Copy the records from the line containing "Where can the cardboard" through the end of the records, with the requests unchanged, and increase every coordinate in the answers by 41.

The data »
##########

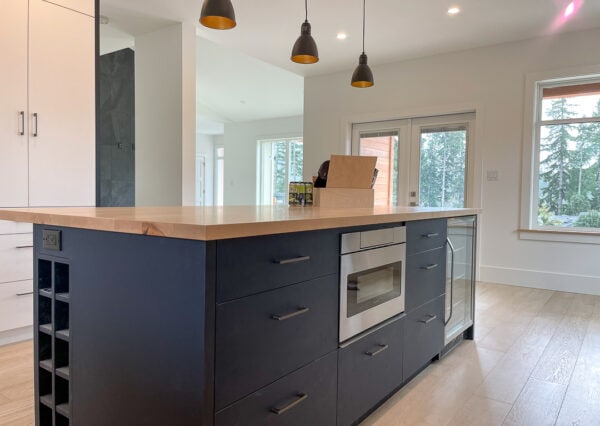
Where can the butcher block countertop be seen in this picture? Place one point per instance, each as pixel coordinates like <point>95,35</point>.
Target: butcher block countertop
<point>216,223</point>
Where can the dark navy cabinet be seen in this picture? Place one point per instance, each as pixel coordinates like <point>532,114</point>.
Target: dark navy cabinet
<point>135,329</point>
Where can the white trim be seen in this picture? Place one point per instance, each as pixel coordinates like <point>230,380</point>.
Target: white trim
<point>584,284</point>
<point>530,141</point>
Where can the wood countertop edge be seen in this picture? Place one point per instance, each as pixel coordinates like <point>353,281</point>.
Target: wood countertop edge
<point>210,232</point>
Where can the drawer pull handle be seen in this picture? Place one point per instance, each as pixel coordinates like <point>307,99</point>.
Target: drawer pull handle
<point>283,317</point>
<point>428,320</point>
<point>292,260</point>
<point>299,398</point>
<point>430,267</point>
<point>377,351</point>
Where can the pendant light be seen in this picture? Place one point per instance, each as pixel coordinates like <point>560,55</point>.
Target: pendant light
<point>305,49</point>
<point>363,76</point>
<point>218,14</point>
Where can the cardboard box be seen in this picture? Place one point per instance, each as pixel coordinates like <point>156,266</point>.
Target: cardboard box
<point>349,182</point>
<point>343,198</point>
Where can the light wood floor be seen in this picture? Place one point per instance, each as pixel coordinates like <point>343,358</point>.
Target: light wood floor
<point>535,361</point>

##########

Problem solution »
Where can the cardboard box be seen in this picture? Place one point per instance, each as pixel coordinates like <point>156,266</point>.
Target: cardboard box
<point>390,223</point>
<point>384,239</point>
Where can the light wood floor be seen in this picture? Place one point per instance, each as pixel coordinates like <point>343,358</point>.
Target: light wood floor
<point>576,402</point>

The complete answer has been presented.